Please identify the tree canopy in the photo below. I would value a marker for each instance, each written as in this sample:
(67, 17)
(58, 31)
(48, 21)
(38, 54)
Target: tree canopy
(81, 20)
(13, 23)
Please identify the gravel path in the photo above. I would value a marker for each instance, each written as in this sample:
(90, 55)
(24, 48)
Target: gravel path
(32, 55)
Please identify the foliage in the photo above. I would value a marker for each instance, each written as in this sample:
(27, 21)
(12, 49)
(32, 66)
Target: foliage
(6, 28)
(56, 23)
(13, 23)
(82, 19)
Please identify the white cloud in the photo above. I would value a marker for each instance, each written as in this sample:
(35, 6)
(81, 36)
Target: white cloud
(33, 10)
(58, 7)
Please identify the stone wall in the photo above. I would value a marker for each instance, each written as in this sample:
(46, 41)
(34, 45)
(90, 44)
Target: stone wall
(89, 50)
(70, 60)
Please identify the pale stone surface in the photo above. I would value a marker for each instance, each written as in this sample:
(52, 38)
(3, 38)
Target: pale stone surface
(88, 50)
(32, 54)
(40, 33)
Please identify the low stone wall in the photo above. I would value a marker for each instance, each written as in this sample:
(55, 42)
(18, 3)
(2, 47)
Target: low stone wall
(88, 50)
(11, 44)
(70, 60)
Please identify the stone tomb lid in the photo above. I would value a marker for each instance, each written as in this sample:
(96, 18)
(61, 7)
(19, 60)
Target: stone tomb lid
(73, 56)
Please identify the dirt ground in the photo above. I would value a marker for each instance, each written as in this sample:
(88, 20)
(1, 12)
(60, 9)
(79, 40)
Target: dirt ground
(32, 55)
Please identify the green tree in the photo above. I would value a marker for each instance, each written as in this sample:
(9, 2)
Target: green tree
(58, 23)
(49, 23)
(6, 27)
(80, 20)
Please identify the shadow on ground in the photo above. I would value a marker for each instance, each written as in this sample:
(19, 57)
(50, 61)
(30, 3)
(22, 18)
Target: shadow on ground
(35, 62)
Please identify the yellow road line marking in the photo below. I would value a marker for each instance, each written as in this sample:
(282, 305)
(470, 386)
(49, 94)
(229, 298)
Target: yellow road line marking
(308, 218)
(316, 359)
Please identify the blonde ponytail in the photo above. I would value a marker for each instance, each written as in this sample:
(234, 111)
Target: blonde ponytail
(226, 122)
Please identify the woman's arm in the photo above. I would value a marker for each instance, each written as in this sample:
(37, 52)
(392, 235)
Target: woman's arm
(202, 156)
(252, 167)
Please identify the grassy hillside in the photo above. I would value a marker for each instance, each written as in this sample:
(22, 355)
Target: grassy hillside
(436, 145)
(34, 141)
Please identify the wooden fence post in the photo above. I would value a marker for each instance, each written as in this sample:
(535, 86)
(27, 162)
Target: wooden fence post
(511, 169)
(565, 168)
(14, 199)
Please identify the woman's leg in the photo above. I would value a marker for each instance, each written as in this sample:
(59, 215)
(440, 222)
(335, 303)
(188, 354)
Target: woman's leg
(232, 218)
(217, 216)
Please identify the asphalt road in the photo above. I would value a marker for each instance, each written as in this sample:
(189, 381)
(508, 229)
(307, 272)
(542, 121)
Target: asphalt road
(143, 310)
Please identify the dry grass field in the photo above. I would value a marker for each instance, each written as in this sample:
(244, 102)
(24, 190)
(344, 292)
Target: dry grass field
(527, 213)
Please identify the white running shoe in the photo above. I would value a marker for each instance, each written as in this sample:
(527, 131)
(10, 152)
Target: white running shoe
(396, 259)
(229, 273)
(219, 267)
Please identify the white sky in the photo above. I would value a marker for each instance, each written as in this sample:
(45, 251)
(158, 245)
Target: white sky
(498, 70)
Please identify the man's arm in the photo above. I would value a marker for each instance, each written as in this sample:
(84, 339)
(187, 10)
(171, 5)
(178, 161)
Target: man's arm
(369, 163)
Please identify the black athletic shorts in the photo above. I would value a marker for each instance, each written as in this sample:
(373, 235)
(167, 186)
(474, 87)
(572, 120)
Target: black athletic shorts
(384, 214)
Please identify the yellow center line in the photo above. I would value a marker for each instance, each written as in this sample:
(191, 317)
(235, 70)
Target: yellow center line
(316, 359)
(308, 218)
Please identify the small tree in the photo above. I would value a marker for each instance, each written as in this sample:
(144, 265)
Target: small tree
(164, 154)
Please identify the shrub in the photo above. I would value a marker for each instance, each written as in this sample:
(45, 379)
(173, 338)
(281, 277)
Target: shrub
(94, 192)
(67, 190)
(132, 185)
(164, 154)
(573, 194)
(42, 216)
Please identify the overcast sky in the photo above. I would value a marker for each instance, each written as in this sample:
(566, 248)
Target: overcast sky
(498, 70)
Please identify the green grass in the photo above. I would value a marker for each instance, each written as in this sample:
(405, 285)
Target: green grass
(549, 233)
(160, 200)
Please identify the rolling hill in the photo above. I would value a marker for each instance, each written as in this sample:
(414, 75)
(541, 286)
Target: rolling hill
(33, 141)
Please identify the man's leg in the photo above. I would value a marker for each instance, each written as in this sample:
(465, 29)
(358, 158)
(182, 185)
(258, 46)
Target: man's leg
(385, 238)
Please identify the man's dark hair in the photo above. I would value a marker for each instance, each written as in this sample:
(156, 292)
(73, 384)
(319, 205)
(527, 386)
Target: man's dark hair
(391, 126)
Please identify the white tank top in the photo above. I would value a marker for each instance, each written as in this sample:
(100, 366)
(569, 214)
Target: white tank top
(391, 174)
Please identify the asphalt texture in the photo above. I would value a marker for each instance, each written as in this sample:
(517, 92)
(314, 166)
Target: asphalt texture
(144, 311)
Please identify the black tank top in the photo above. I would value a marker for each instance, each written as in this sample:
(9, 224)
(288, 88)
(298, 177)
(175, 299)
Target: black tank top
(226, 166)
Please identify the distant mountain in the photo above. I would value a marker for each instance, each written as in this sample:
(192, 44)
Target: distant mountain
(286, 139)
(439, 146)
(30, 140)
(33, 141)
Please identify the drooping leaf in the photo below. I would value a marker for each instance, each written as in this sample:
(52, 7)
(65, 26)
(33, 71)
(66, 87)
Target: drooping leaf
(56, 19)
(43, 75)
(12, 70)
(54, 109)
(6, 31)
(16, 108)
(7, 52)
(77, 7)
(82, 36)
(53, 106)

● ● ● ● ● ● ●

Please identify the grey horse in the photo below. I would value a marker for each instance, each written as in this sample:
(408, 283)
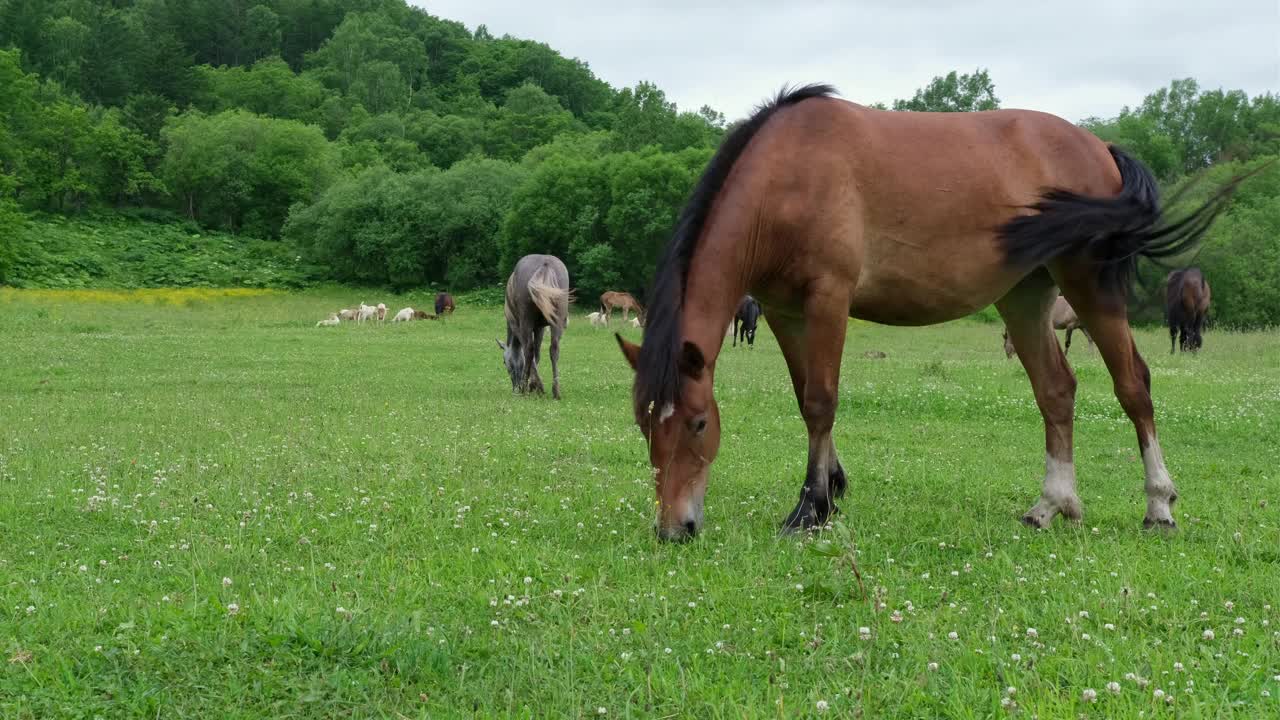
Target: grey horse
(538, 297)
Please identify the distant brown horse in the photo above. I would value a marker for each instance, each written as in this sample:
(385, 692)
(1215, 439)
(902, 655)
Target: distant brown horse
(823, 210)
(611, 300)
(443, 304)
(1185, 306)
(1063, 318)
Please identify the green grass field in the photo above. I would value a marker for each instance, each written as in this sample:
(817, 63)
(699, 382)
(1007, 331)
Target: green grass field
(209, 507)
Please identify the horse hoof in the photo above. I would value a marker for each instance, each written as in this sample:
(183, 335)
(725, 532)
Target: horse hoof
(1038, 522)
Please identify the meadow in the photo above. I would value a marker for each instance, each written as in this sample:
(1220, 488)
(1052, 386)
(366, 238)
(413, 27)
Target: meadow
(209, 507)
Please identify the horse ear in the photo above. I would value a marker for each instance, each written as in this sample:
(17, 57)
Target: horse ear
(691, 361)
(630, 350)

● ● ● ● ● ● ●

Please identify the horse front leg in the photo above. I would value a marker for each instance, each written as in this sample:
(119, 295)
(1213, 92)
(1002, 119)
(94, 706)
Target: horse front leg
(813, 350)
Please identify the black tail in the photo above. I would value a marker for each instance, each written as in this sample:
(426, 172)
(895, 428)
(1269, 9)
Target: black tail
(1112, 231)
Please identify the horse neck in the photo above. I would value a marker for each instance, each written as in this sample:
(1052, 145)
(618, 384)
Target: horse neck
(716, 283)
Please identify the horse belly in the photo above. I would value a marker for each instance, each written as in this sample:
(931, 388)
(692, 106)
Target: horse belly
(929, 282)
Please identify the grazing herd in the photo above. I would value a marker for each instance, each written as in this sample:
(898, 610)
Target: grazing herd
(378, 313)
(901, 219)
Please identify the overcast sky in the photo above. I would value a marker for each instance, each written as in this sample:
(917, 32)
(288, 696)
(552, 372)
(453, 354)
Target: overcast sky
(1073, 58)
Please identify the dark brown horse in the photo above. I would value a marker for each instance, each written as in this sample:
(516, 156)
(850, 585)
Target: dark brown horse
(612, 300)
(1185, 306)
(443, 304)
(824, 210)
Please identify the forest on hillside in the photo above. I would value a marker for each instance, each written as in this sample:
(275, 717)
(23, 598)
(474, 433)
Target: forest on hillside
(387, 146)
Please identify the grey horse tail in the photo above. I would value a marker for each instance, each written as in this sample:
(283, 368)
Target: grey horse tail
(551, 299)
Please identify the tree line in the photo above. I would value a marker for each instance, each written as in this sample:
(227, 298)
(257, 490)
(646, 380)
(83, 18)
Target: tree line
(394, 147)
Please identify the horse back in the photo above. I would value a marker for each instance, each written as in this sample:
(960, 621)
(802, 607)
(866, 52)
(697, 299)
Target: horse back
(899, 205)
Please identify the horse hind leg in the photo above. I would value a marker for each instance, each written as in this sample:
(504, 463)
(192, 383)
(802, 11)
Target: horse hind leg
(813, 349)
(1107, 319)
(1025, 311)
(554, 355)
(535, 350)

● ● ● ● ● ● ●

- _Work to do_: Show every line of the rows above that holds the string "hind", with case counting.

- _Solution for this problem_:
Please identify the horse hind leg in the photo above. I would value a marker for each instance, each written as in this sample:
Target: horse hind leg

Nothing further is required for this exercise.